**Stored records:**

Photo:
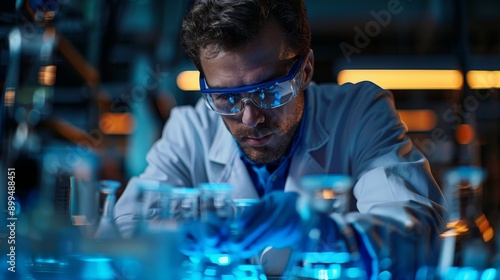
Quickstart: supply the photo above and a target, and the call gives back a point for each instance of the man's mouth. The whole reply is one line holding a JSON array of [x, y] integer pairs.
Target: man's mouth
[[258, 141]]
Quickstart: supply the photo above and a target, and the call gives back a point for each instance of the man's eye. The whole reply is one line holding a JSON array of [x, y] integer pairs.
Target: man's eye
[[232, 98]]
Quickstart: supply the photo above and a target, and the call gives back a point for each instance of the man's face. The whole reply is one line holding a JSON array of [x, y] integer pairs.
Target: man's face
[[263, 134]]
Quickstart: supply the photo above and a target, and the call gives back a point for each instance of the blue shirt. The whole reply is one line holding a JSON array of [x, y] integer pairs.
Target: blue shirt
[[272, 176]]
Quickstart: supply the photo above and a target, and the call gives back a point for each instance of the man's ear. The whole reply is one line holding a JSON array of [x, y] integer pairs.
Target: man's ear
[[308, 68]]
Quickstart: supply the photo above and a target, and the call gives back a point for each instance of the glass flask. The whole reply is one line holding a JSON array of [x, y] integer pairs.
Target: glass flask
[[216, 214], [467, 241], [106, 228], [326, 194], [164, 209], [248, 269]]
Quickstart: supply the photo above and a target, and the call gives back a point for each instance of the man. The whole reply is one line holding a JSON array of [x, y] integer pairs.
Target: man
[[263, 124]]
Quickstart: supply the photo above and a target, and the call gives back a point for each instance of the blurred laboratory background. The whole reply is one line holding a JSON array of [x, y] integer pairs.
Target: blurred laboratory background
[[88, 84]]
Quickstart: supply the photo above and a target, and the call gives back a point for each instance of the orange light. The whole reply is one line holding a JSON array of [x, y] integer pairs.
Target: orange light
[[116, 123], [10, 96], [404, 78], [188, 80], [47, 75], [418, 120], [464, 134], [483, 79]]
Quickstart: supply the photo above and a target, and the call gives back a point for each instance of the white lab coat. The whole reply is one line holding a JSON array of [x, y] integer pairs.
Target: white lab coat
[[351, 129]]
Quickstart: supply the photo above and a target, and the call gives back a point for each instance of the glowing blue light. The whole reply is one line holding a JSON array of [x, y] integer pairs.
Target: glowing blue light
[[210, 272], [354, 273], [384, 275], [489, 274], [220, 259]]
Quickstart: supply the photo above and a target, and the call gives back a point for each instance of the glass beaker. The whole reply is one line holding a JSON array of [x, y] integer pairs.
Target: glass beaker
[[106, 228], [326, 195], [216, 215]]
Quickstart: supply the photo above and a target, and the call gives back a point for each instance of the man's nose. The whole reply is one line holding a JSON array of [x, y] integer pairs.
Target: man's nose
[[252, 115]]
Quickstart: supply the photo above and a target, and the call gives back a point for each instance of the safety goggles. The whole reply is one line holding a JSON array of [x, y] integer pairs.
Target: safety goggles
[[267, 95]]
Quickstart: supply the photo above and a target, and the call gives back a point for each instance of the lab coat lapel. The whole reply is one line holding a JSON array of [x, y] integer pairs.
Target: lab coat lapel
[[310, 157], [225, 164]]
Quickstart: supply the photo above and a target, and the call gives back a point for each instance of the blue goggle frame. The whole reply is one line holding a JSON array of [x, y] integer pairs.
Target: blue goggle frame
[[267, 95]]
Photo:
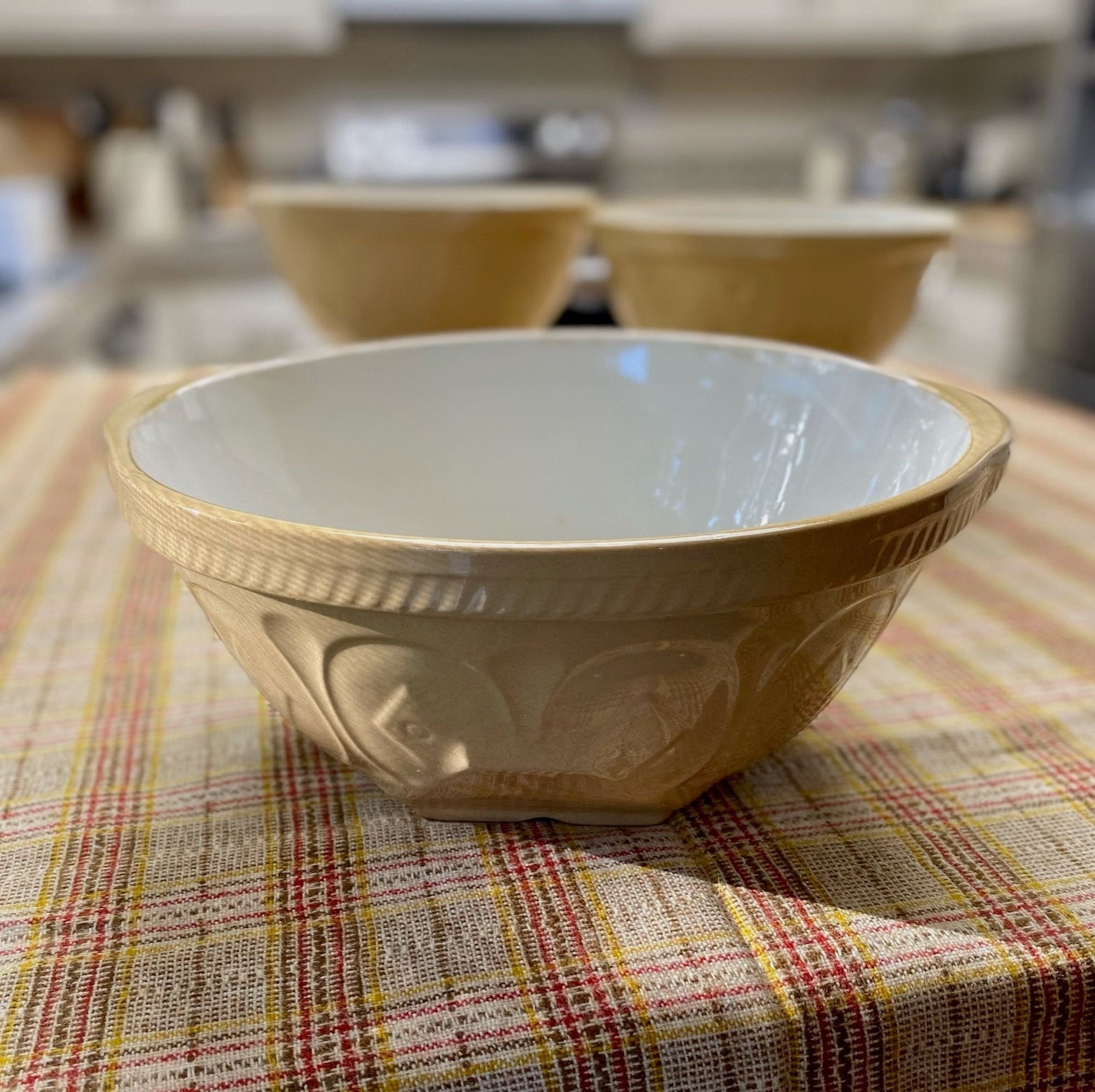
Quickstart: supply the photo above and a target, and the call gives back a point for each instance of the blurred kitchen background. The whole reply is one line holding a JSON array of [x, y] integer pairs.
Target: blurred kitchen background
[[131, 128]]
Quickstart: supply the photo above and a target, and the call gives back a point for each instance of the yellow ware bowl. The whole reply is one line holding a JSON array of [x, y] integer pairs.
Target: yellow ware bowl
[[840, 277], [579, 575], [371, 262]]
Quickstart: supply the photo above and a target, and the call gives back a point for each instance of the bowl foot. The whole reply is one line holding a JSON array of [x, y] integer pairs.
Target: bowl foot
[[509, 813]]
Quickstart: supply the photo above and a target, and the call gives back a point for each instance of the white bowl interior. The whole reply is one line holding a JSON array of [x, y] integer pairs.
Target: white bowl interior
[[551, 438], [779, 217]]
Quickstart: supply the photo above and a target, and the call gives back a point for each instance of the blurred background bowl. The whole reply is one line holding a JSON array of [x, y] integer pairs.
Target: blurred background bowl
[[837, 276], [373, 262]]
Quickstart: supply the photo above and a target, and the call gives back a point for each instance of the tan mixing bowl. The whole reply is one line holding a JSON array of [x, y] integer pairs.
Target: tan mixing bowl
[[840, 277], [372, 262], [572, 574]]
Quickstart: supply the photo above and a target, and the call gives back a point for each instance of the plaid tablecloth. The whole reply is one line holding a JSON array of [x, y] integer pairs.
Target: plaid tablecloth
[[194, 898]]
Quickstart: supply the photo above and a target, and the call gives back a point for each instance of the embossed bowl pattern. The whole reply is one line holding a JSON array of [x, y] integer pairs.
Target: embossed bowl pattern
[[607, 678]]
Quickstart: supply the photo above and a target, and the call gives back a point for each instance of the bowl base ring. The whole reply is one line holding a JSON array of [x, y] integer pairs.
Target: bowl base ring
[[485, 812]]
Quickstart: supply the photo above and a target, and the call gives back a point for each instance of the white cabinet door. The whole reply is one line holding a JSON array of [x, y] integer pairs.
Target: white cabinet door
[[856, 25], [1004, 22], [164, 26], [785, 25]]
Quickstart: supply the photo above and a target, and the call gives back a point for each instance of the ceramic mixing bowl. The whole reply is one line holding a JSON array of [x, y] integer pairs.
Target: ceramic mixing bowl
[[574, 575], [842, 277], [382, 262]]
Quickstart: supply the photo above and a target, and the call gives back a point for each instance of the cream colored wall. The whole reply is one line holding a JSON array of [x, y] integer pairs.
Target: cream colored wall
[[683, 123]]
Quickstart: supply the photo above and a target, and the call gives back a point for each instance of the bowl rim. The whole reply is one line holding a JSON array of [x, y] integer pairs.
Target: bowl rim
[[358, 568], [514, 197], [785, 218]]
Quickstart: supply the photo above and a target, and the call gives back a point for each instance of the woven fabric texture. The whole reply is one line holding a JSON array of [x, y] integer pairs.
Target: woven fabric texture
[[194, 898]]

**Required work:** Pull out every line from the one containing "the white lab" down to the one containing "[[351, 129]]", including both of those lines, and reproduce them unchanged.

**Result for this task:**
Quickstart: supply the photo above and a target, and the call gives back a point for each instance of the white lab coat. The whole reply is one line holding a JSON array of [x, y] integer pairs.
Target: white lab coat
[[351, 129]]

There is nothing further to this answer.